What you should do:
Work through the data below line by line and say how many lines hold "chrome"; give only the number.
:: Data for the task
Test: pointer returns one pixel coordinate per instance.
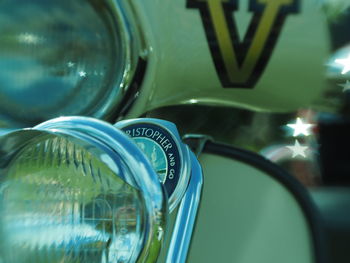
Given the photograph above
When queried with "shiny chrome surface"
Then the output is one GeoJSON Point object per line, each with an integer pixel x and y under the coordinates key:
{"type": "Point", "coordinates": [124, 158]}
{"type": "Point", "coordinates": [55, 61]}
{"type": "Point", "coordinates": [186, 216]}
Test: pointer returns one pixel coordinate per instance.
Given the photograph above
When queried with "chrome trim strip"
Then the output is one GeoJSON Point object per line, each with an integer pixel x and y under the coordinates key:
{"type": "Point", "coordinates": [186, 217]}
::::
:: Data for the task
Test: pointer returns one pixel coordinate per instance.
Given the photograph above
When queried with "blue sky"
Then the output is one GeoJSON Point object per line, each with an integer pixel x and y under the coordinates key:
::::
:: Data for the task
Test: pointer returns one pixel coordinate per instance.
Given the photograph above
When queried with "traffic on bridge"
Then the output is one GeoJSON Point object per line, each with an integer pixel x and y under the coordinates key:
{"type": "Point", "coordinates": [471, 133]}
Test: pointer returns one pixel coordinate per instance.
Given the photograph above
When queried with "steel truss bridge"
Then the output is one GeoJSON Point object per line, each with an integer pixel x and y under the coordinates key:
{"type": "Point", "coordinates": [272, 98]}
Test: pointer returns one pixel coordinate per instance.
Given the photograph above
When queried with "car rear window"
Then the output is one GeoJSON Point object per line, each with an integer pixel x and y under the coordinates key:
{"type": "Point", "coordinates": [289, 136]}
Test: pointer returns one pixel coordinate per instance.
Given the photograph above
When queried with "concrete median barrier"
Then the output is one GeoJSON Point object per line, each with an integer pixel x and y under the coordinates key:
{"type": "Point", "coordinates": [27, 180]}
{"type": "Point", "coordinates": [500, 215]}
::::
Answer for the task:
2